- TASK INSTRUCTIONS
Copy out the items below word for word, starting at the line containing "the vine stem" and continuing through the last of the items, and leave the pictures out of your answer.

- Object point labels
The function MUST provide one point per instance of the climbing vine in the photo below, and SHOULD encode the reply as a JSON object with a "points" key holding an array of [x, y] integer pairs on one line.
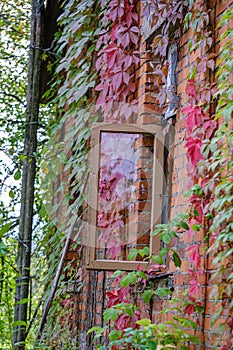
{"points": [[209, 151], [112, 42]]}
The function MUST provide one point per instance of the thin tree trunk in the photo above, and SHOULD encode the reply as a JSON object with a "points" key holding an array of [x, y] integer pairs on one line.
{"points": [[28, 179]]}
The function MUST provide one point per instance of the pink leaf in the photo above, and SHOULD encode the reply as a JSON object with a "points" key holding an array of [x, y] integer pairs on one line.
{"points": [[194, 256], [209, 127], [194, 117], [193, 150], [191, 88], [210, 64]]}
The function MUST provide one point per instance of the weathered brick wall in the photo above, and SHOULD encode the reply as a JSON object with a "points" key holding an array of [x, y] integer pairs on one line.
{"points": [[92, 297]]}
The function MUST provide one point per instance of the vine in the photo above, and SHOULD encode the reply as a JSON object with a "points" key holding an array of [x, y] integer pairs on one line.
{"points": [[210, 170]]}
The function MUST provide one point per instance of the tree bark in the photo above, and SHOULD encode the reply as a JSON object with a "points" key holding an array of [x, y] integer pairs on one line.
{"points": [[28, 179]]}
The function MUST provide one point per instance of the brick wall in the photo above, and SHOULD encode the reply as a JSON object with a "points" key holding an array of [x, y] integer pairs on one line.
{"points": [[91, 300]]}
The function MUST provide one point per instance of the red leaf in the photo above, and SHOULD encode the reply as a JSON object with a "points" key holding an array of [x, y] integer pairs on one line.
{"points": [[209, 128], [201, 67], [194, 117], [189, 309], [191, 88], [193, 150], [210, 64], [195, 257]]}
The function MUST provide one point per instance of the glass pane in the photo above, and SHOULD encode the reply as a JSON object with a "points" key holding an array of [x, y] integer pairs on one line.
{"points": [[124, 194]]}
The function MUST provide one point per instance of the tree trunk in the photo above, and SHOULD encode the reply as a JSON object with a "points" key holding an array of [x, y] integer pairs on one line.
{"points": [[28, 179]]}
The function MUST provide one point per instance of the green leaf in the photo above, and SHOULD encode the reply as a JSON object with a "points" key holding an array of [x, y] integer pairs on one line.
{"points": [[117, 273], [158, 259], [176, 259], [23, 301], [128, 279], [19, 323], [129, 311], [141, 274], [184, 225], [133, 254], [145, 322], [145, 251], [17, 175], [96, 329], [114, 335], [110, 314], [146, 295], [11, 194], [5, 228], [163, 291], [152, 345]]}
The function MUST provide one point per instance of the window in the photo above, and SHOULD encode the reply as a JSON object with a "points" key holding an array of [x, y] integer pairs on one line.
{"points": [[172, 98], [126, 185]]}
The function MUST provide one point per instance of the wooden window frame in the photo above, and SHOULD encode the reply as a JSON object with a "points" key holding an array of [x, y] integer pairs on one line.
{"points": [[157, 190]]}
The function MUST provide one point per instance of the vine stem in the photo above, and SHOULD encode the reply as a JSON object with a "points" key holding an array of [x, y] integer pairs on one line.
{"points": [[55, 282]]}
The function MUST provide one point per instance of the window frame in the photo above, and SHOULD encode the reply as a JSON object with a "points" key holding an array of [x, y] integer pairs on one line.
{"points": [[157, 193]]}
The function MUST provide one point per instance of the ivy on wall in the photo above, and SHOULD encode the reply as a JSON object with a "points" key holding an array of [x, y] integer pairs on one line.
{"points": [[112, 43]]}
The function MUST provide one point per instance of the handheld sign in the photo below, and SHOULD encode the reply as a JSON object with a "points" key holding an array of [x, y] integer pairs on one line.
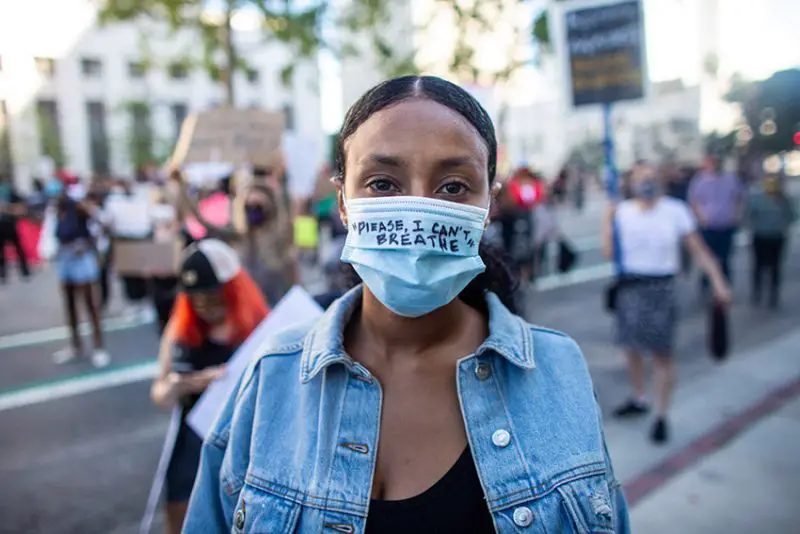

- REPLY
The function MUST provide one point per instance of the vine stem in the photo above, and SHOULD encode the reply as a JSON object with a "points" key holding an array of [x, y] integer pairs on one line.
{"points": [[55, 282]]}
The function MUST provide one point per instance of the window frame in the photo above, and SHOULD encode the reply as a JSON object with a "points" key holding an array of [x, y] integer pairs on one line.
{"points": [[157, 193]]}
The function MUST provide one point per instance of the ivy on wall in the photo above, and SHOULD encode the reply as a JSON object with a "points" key holding an array of [x, y] integer pairs on one line.
{"points": [[112, 43]]}
The function MUST provide one point per instance of the handheld sign in the photo below, and SHOULD encode the reply as a JSON object with a "points" key holding an array of [x, y] integer pairs on one line.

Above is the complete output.